[Stored data entries]

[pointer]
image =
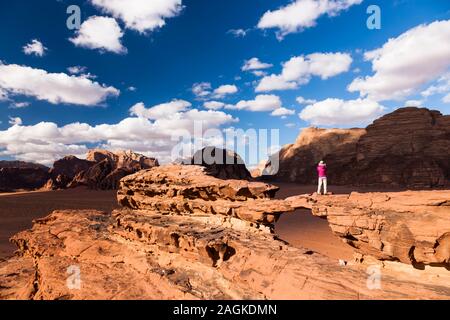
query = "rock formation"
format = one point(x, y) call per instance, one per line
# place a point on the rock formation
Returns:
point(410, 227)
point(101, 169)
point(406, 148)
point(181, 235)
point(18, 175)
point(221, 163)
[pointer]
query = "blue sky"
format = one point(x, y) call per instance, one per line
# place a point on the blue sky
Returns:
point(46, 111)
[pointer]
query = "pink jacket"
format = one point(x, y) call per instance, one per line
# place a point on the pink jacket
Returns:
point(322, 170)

* * *

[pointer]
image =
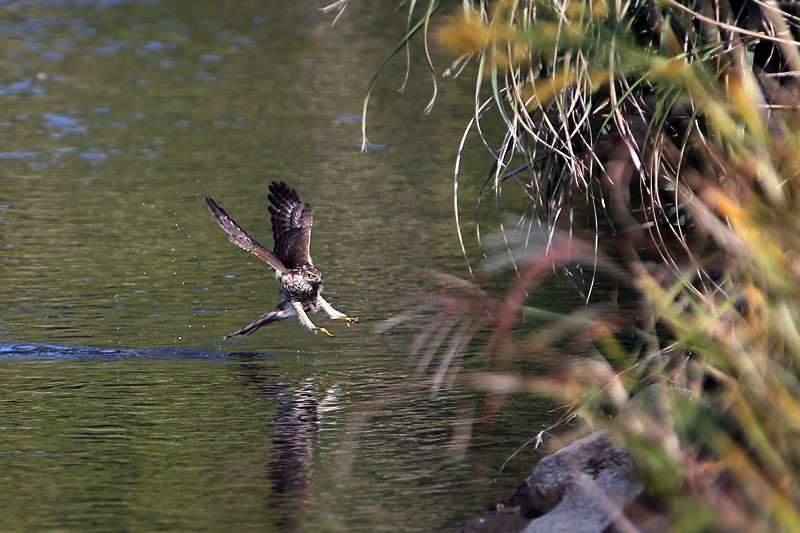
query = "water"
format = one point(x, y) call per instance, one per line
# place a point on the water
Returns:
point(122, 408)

...

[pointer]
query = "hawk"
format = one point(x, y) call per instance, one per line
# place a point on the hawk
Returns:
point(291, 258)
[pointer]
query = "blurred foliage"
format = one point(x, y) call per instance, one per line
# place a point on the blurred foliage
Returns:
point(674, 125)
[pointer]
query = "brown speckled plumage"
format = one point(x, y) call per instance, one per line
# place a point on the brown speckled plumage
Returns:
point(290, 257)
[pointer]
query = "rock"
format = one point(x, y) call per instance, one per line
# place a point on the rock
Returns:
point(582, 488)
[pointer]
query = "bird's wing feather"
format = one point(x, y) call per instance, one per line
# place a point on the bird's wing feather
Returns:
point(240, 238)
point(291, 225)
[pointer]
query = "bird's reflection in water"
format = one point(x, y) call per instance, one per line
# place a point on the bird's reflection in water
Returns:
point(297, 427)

#### Exercise instructions
Each line above that contains "place" must be copied out.

#### Written answer
# place a point on the rock formation
# place a point on the blue sky
# place a point on the pink jacket
# place a point on the water
# place a point on the hawk
# place a point on the blurred foliage
# place a point on the brown speckled plumage
# place a point on the rock
# place a point on the bird's wing feather
# place a point on the bird's reflection in water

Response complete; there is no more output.